### [GIVEN REQUEST]
Add 93 to every number in the answer point coordinates in the part of the material that opens with the line containing "In the photo above, where can the window" and continues through the end of the material. Reproduce every line of that part, keeping all other lines and numbers unchanged.

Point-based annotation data
=-=-=

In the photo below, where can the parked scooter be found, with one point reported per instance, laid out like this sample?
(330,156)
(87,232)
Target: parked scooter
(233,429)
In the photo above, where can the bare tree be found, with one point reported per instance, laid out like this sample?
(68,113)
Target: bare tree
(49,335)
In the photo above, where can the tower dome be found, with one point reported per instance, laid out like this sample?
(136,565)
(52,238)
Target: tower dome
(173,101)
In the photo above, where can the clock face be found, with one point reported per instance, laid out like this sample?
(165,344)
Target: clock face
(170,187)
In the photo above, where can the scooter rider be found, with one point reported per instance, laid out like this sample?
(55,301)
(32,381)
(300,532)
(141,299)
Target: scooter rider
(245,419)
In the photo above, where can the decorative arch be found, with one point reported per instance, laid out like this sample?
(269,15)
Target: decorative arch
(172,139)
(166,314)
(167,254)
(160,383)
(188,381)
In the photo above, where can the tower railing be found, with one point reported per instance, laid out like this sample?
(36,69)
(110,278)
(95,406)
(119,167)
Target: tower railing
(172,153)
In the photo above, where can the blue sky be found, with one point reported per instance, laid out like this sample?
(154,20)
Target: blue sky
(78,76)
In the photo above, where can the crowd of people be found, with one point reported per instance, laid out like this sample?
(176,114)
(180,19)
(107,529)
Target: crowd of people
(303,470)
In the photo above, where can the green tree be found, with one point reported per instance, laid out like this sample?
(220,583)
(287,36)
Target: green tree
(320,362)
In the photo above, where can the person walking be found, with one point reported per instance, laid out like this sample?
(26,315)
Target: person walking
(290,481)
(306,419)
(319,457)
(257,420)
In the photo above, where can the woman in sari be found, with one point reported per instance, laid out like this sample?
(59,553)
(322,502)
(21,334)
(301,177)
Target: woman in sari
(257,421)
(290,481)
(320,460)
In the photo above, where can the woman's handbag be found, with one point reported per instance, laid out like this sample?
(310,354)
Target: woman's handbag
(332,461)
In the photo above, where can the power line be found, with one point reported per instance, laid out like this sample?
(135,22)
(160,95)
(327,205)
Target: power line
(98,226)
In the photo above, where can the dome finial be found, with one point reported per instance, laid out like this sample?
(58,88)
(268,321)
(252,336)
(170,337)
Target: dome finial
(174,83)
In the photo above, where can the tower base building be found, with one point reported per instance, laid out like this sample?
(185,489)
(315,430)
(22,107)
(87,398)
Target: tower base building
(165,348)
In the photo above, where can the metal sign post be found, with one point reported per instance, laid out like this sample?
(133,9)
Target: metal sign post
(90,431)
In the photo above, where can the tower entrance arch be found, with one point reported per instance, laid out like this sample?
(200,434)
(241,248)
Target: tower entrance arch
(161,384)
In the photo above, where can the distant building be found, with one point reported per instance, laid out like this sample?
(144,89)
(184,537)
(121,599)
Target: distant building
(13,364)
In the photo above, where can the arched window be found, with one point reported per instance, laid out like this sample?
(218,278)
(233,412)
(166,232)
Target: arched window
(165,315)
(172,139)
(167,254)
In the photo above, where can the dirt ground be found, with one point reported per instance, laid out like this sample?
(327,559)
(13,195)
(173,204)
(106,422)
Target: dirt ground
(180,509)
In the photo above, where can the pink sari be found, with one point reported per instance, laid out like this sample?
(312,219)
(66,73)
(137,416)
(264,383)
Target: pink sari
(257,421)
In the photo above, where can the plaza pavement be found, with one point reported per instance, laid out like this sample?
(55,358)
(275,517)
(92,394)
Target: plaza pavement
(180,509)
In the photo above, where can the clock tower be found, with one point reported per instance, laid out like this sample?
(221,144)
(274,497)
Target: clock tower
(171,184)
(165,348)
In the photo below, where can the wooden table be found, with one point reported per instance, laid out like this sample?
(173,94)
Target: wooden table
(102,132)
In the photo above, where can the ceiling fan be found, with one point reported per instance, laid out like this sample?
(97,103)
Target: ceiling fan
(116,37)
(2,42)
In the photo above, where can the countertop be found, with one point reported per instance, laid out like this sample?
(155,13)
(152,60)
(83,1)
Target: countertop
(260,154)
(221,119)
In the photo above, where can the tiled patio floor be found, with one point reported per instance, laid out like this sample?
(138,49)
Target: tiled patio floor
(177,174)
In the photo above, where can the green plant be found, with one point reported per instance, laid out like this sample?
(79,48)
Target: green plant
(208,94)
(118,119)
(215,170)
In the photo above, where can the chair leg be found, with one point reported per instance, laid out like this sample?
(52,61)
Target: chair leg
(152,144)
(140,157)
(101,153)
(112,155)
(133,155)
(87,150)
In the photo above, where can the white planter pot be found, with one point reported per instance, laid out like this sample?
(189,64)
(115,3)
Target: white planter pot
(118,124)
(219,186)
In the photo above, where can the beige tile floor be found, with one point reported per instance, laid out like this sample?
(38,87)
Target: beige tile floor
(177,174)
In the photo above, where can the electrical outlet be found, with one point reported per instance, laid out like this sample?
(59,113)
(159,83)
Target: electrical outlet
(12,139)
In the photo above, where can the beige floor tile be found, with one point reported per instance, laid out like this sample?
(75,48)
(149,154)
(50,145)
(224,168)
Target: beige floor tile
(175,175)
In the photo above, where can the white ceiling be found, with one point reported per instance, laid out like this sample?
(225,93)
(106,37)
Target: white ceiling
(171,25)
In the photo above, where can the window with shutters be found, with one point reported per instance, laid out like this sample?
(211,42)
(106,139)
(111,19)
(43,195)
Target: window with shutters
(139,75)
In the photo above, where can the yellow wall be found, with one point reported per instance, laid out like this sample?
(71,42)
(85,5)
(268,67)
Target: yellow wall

=-=-=

### [REPLY TO THE EXERCISE]
In the photo above, where can the window with shutters be found, with one point reported per instance, laid out like this sample?
(211,42)
(106,139)
(111,19)
(43,195)
Target: window with shutters
(232,168)
In the photo above, where can the yellow wall be found, with one point reported per instance, laid out like this sample?
(71,42)
(85,5)
(268,67)
Target: yellow wall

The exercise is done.